▸ **Given instruction**
Output each line of the items below as a Markdown table with the columns Row and Line, numbering the rows and skipping blank lines. Leave the pictures out of the answer.

▸ **Point annotations on photos**
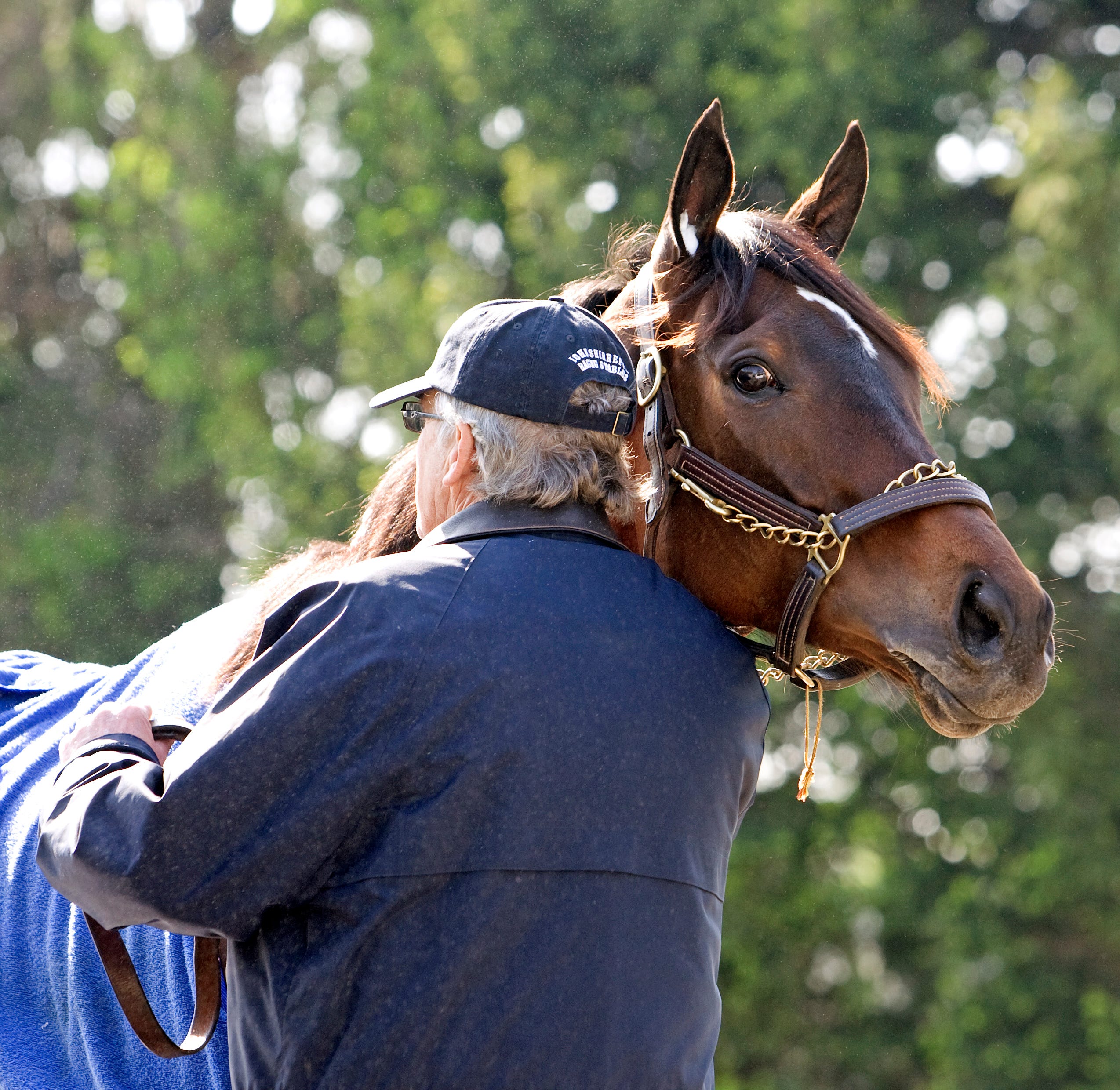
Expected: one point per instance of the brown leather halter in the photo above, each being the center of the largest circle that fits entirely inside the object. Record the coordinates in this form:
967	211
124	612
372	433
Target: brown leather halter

▸ **Correct response**
| Row | Line |
|---|---|
| 1 | Expected: one point per instance of the brown leather halter in the photo above, each being the center of the largest circle that fits entirely inside the object. Record the coordinates in this form: |
| 2 | 967	211 |
| 3 | 124	612 |
| 4 | 372	433 |
| 5 | Target: brown leather halter |